Records from a point labeling set
........

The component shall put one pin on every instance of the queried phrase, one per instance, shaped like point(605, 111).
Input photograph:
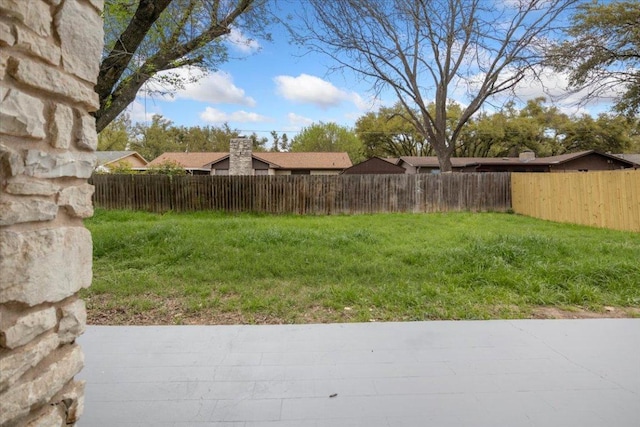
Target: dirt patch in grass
point(581, 313)
point(102, 310)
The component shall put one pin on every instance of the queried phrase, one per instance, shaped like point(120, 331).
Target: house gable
point(374, 165)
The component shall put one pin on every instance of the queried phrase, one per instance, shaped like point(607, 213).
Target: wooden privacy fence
point(608, 199)
point(319, 194)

........

> WHAT IS REQUIRED:
Could you rewrite all of the material above with "queried phrase" swapped for "requested phrase" wherever it occurs, changing nothing else and leaving the pictures out?

> FULL ANSWER:
The component shall put one pin on every instance of the requested phrase, one per instance, shaped like point(605, 111).
Input photograph:
Target: dirt patch in grass
point(581, 313)
point(102, 310)
The component shall put one pin on every instance of the requested phrase, one per instance, shaped like point(120, 331).
Target: house gable
point(374, 165)
The component shall put one pin on every instance of the requested phrase, one per instance, shaped like point(607, 213).
Target: wooden privacy fence
point(608, 199)
point(319, 194)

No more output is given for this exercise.